**Формулировка задания:**
Продолжите текст об анализе поэмы Багрицкого «Смерть пионерки», начав сразу после последней приведенной в нем строки.

**Исходный текст:**
****
Ирина Минералова - Анализ художественного произведения. Стиль и внутренняя форма
- Название:Анализ художественного произведения. Стиль и внутренняя форма
- Автор:
- Жанр:
- Издательство:Литагент «Флинта»ec6fb446-1cea-102e-b479-a360f6b39df7
- Год:2011
- Город:М.
- ISBN:978-5-9765-0976-4, 978-5-02-037289-4
- Рейтинг:
- Избранное:Добавить в избранное
-
Отзывы:
-
Ваша оценка:
Ирина Минералова - Анализ художественного произведения. Стиль и внутренняя форма краткое содержание
В книге обозначены доминантные направления в филологическом анализе художественных (поэтических и прозаических преимущественно) произведений разных жанров. Указаны аналитические пути, позволяющие читателю насколько возможно близко подойти к замыслу автора и постичь содержание и внутреннюю форму (А.А. Потебня) художественного целого и слова как произведения в этом целом.
Для студентов и преподавателей.
Анализ художественного произведения. Стиль и внутренняя форма - читать онлайн бесплатно ознакомительный отрывок
Интервал:
Закладка:
Обратиться к классике начала советских времен и увидеть в индивидуальном стиле молодого поэта стиль драматичной эпохи – задача и сложная, и необычайно важная. Сегодня многие реалии ушли в прошлое, так что анализ поэтического произведения потребует от нас обращения к этим реалиям. Сегодняшние бабушки, вспомнив, как учили ниже приводимые нами строки в школе и плакали, может быть, снова всплакнут. Ведь что бы ни происходило вокруг, смерть девочки, ребенка не может не вызывать сострадания, ибо в натуре русского человека, по Ф.М. Достоевскому, есть «ненасытимое сострадание», и еще потому, что «сострадание сильнее страдания», как сказал ученик Ф.М. Достоевского немец Ф. Ницше.
Поэма Эдуарда Багрицкого «Смерть пионерки» (1932) может быть прочитана как газетная хроника о трагическом случае, но для поэта было важно другое: утверждение нового представления о мире и мирозданье, трагическое преодоление устоявшегося и привычного в жизни. Утверждение этого нового происходит, может показаться, через конфликт веры в Бога и веры в собственные силы. Это самый внешний план, поскольку стихотворение открывается пейзажем, а не важными для разрешения названного конфликта событиями:
Грозою освеженный,
Подрагивает лист.
Ах, пеночки зеленой
Двухоборотный свист!
****
**Данные:**
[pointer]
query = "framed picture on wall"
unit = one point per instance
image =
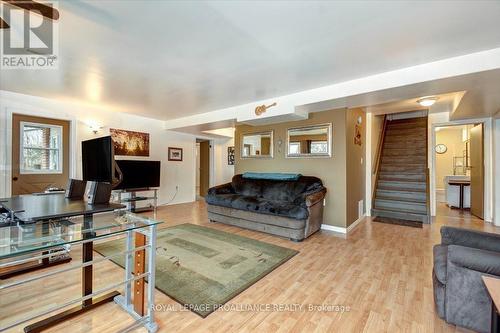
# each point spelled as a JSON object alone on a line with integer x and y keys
{"x": 174, "y": 154}
{"x": 230, "y": 155}
{"x": 130, "y": 143}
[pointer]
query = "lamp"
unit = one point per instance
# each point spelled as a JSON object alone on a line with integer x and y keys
{"x": 427, "y": 101}
{"x": 94, "y": 126}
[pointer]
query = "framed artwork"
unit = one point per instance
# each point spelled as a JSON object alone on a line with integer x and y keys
{"x": 174, "y": 154}
{"x": 357, "y": 135}
{"x": 129, "y": 143}
{"x": 230, "y": 155}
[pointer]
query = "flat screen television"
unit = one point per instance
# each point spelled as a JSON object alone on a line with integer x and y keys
{"x": 139, "y": 174}
{"x": 98, "y": 160}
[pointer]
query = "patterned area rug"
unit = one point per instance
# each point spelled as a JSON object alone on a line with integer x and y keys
{"x": 203, "y": 268}
{"x": 406, "y": 223}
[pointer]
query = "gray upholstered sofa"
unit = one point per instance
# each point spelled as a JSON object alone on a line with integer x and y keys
{"x": 459, "y": 262}
{"x": 292, "y": 208}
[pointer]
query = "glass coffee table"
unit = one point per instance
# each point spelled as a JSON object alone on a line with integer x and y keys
{"x": 23, "y": 243}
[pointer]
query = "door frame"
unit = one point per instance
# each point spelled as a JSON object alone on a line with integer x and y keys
{"x": 488, "y": 162}
{"x": 211, "y": 162}
{"x": 6, "y": 136}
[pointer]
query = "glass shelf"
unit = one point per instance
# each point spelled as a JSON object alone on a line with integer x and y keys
{"x": 25, "y": 238}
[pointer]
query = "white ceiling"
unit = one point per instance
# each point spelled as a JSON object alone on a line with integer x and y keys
{"x": 170, "y": 59}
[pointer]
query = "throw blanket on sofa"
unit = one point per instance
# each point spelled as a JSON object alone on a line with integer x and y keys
{"x": 272, "y": 176}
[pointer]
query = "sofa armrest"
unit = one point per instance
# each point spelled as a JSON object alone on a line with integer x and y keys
{"x": 478, "y": 260}
{"x": 312, "y": 198}
{"x": 470, "y": 238}
{"x": 221, "y": 189}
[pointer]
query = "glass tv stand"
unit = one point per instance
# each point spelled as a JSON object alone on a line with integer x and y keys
{"x": 23, "y": 243}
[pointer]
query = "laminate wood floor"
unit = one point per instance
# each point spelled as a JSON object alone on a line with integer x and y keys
{"x": 382, "y": 272}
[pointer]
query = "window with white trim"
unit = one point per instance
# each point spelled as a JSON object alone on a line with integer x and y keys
{"x": 294, "y": 148}
{"x": 319, "y": 147}
{"x": 41, "y": 148}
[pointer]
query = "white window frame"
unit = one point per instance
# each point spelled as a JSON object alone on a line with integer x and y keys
{"x": 321, "y": 142}
{"x": 23, "y": 171}
{"x": 298, "y": 146}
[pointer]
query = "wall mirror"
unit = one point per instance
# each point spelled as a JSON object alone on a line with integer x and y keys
{"x": 257, "y": 145}
{"x": 310, "y": 141}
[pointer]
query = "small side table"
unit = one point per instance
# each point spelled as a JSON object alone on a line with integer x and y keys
{"x": 493, "y": 287}
{"x": 461, "y": 184}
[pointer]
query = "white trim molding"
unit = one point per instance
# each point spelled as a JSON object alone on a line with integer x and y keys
{"x": 342, "y": 230}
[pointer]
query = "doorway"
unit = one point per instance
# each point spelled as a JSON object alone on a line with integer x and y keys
{"x": 459, "y": 170}
{"x": 202, "y": 167}
{"x": 40, "y": 153}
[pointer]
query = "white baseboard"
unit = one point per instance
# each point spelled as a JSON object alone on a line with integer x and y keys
{"x": 334, "y": 228}
{"x": 342, "y": 230}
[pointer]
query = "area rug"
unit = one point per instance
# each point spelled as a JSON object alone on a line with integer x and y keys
{"x": 406, "y": 223}
{"x": 203, "y": 268}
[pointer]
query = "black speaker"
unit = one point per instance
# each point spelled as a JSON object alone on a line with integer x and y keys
{"x": 75, "y": 189}
{"x": 100, "y": 193}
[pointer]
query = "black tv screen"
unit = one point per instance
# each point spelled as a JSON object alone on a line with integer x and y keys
{"x": 98, "y": 160}
{"x": 139, "y": 174}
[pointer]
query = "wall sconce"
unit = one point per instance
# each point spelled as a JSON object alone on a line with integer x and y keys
{"x": 94, "y": 126}
{"x": 263, "y": 108}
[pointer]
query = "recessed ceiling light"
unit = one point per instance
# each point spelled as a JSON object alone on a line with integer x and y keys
{"x": 427, "y": 101}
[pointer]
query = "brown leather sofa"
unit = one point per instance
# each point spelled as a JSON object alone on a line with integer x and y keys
{"x": 287, "y": 208}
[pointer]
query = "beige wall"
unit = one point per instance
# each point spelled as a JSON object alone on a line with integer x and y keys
{"x": 332, "y": 171}
{"x": 452, "y": 138}
{"x": 355, "y": 165}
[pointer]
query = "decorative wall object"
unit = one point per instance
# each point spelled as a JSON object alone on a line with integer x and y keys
{"x": 310, "y": 141}
{"x": 263, "y": 108}
{"x": 357, "y": 135}
{"x": 230, "y": 155}
{"x": 129, "y": 143}
{"x": 174, "y": 154}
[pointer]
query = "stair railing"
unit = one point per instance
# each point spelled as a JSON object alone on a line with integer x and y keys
{"x": 378, "y": 159}
{"x": 380, "y": 146}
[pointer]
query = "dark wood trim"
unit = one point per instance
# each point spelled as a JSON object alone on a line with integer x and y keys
{"x": 36, "y": 8}
{"x": 139, "y": 268}
{"x": 376, "y": 169}
{"x": 34, "y": 267}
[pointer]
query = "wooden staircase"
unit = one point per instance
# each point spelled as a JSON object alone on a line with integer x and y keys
{"x": 401, "y": 188}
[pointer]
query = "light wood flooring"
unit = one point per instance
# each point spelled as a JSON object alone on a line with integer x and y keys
{"x": 381, "y": 271}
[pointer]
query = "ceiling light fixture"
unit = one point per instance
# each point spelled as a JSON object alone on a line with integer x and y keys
{"x": 427, "y": 101}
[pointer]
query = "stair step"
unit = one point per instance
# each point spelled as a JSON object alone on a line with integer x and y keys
{"x": 404, "y": 206}
{"x": 401, "y": 189}
{"x": 400, "y": 215}
{"x": 404, "y": 139}
{"x": 415, "y": 185}
{"x": 404, "y": 159}
{"x": 420, "y": 132}
{"x": 403, "y": 143}
{"x": 400, "y": 199}
{"x": 399, "y": 150}
{"x": 404, "y": 168}
{"x": 409, "y": 120}
{"x": 415, "y": 195}
{"x": 398, "y": 177}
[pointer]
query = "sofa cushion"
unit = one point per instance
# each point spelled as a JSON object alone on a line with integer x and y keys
{"x": 259, "y": 205}
{"x": 247, "y": 187}
{"x": 440, "y": 262}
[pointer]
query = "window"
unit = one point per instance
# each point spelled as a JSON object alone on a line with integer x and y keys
{"x": 319, "y": 147}
{"x": 41, "y": 148}
{"x": 294, "y": 148}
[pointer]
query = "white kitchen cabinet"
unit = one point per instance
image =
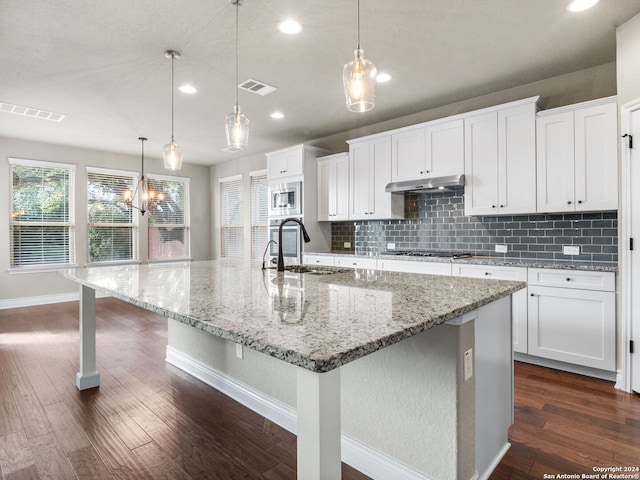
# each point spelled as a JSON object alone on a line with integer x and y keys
{"x": 574, "y": 325}
{"x": 290, "y": 162}
{"x": 433, "y": 149}
{"x": 577, "y": 164}
{"x": 369, "y": 174}
{"x": 500, "y": 159}
{"x": 324, "y": 260}
{"x": 519, "y": 299}
{"x": 433, "y": 268}
{"x": 333, "y": 187}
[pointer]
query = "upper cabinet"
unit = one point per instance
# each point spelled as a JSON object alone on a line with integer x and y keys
{"x": 333, "y": 187}
{"x": 434, "y": 149}
{"x": 369, "y": 174}
{"x": 500, "y": 159}
{"x": 290, "y": 162}
{"x": 578, "y": 158}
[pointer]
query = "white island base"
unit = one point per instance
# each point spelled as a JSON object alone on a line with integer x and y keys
{"x": 406, "y": 411}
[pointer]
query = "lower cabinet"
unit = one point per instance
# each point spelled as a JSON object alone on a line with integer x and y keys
{"x": 574, "y": 322}
{"x": 519, "y": 299}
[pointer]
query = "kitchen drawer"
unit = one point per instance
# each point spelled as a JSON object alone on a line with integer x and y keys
{"x": 328, "y": 260}
{"x": 585, "y": 280}
{"x": 490, "y": 271}
{"x": 356, "y": 262}
{"x": 433, "y": 268}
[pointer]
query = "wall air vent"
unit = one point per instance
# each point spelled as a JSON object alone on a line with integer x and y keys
{"x": 255, "y": 86}
{"x": 31, "y": 112}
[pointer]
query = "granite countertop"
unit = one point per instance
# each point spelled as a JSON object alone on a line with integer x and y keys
{"x": 316, "y": 321}
{"x": 495, "y": 261}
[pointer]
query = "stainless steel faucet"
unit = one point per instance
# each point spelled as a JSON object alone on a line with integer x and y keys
{"x": 305, "y": 236}
{"x": 265, "y": 252}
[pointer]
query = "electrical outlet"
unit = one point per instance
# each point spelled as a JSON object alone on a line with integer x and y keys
{"x": 468, "y": 364}
{"x": 571, "y": 249}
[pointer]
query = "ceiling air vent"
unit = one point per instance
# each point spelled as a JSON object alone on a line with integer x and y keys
{"x": 255, "y": 86}
{"x": 31, "y": 112}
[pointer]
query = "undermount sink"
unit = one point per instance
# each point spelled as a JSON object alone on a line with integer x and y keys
{"x": 314, "y": 270}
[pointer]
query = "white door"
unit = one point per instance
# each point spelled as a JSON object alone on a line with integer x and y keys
{"x": 596, "y": 161}
{"x": 630, "y": 219}
{"x": 359, "y": 177}
{"x": 481, "y": 164}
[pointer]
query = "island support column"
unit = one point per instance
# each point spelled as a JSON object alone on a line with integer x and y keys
{"x": 87, "y": 377}
{"x": 318, "y": 405}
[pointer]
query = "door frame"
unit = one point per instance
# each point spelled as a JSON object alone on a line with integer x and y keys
{"x": 624, "y": 380}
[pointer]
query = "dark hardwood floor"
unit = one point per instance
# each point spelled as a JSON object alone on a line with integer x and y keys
{"x": 150, "y": 420}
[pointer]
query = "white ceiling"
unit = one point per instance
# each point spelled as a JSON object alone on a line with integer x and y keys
{"x": 102, "y": 64}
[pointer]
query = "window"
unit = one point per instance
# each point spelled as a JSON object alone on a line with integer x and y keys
{"x": 231, "y": 216}
{"x": 169, "y": 221}
{"x": 42, "y": 229}
{"x": 259, "y": 214}
{"x": 111, "y": 230}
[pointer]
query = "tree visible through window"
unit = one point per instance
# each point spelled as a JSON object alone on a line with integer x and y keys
{"x": 42, "y": 222}
{"x": 169, "y": 221}
{"x": 111, "y": 227}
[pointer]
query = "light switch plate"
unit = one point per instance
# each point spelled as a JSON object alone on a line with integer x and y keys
{"x": 468, "y": 364}
{"x": 571, "y": 249}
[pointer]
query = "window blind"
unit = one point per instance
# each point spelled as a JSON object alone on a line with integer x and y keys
{"x": 42, "y": 229}
{"x": 111, "y": 230}
{"x": 169, "y": 221}
{"x": 231, "y": 226}
{"x": 259, "y": 215}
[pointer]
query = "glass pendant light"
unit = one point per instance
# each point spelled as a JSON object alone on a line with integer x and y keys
{"x": 236, "y": 124}
{"x": 359, "y": 79}
{"x": 172, "y": 152}
{"x": 147, "y": 198}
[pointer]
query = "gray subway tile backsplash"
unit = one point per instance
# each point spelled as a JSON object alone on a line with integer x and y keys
{"x": 436, "y": 221}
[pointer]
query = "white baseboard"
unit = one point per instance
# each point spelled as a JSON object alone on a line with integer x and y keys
{"x": 567, "y": 367}
{"x": 43, "y": 300}
{"x": 359, "y": 456}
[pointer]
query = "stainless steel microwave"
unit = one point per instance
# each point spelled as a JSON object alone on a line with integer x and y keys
{"x": 285, "y": 199}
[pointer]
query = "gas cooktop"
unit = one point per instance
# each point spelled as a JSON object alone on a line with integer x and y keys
{"x": 428, "y": 253}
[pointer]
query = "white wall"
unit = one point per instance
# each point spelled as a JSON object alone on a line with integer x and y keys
{"x": 15, "y": 286}
{"x": 628, "y": 60}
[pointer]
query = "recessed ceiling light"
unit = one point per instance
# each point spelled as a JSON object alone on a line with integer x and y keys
{"x": 580, "y": 5}
{"x": 290, "y": 27}
{"x": 187, "y": 89}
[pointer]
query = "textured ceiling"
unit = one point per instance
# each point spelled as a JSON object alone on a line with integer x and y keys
{"x": 102, "y": 64}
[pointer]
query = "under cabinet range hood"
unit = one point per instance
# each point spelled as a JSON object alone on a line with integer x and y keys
{"x": 450, "y": 182}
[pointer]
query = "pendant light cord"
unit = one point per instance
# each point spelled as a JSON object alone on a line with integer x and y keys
{"x": 173, "y": 59}
{"x": 237, "y": 50}
{"x": 358, "y": 24}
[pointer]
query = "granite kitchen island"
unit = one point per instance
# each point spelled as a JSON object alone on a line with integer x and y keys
{"x": 425, "y": 360}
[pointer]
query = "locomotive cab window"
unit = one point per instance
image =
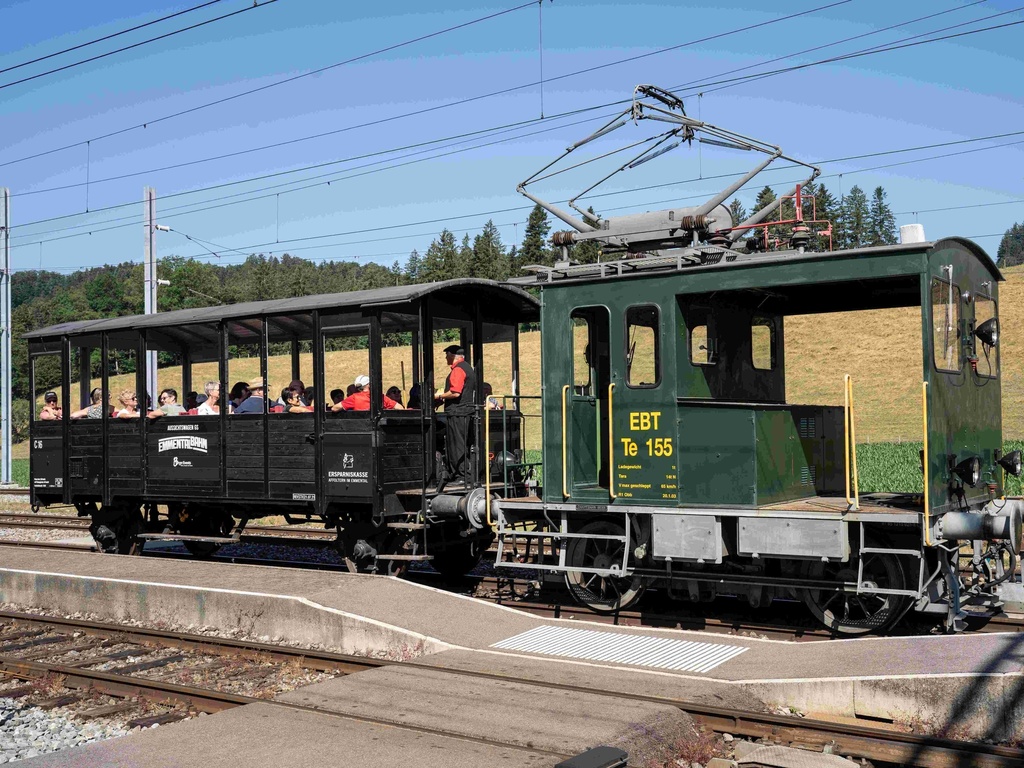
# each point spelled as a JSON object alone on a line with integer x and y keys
{"x": 701, "y": 338}
{"x": 988, "y": 357}
{"x": 643, "y": 363}
{"x": 763, "y": 343}
{"x": 945, "y": 326}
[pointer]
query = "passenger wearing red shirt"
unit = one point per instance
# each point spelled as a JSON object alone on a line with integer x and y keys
{"x": 459, "y": 398}
{"x": 359, "y": 399}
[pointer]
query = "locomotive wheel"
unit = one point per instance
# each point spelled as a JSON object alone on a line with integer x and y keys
{"x": 120, "y": 535}
{"x": 201, "y": 522}
{"x": 602, "y": 594}
{"x": 457, "y": 560}
{"x": 848, "y": 613}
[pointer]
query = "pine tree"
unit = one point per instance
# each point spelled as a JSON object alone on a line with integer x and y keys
{"x": 441, "y": 259}
{"x": 855, "y": 220}
{"x": 738, "y": 212}
{"x": 462, "y": 266}
{"x": 882, "y": 220}
{"x": 414, "y": 265}
{"x": 1011, "y": 251}
{"x": 535, "y": 241}
{"x": 487, "y": 258}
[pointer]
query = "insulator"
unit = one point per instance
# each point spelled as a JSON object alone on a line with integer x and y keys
{"x": 694, "y": 222}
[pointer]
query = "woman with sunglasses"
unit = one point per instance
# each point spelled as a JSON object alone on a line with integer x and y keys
{"x": 129, "y": 404}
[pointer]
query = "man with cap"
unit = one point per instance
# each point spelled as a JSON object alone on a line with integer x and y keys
{"x": 458, "y": 397}
{"x": 359, "y": 399}
{"x": 51, "y": 409}
{"x": 256, "y": 401}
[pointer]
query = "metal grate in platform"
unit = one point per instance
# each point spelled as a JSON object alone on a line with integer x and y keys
{"x": 641, "y": 650}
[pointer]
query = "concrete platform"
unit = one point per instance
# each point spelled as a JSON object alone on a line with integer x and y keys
{"x": 972, "y": 683}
****
**Ответ на задание:**
В этом пейзаже образ грозы (выше мы показали, какими значениями он может быть наполнен в прозе нового времени), освеженной ею весенней листвы и птичьего свиста создает впечатление начала жизни, утра жизни. Пересказ стихотворения – дело неблагодарное, поэтому мы и обращаем внимание не только на детали этого пейзажа, но и на особенности синтаксиса в этом четверостишии, состоящем из двух предложений. Первое, при всей лаконичности, – простое и двусоставное, второе – восклицательное, передающее чей-то восторг перед очарованием свиста пеночки. И междометие «Ах» это выдает. Четверостишие может быть названо некой увертюрой, предваряющей раскрытие основного содержания поэмы, в ней должна содержаться и доминантная тема произведения, вот почему эти четыре строки важны для постижения внутренней формы целого. Дальнейшее деление на строфы будет весьма специфичным: при наличии перекрестной рифмы и «внутренней» организации текста катренами, он разделен «на сцены».
Глубина трагизма происходящего достигается и повтором обращений матери к маленькой героине, и многочисленными семантическими эллипсисами (пропусками логических звеньев), и расширением художественного пространства от больничной койки до мирозданья. Причем первое обращение еще «не маркировано», это обращение «вообще», хотя на сей раз оно уже несет трагические значения благодаря «напряжению» между ним и названием поэмы.
Валя, Валентина,
Что с тобой теперь?
Белая палата,
Крашеная дверь.
Тоньше паутины
Из-под кожи щек
Тлеет скарлатины
Смертный огонек.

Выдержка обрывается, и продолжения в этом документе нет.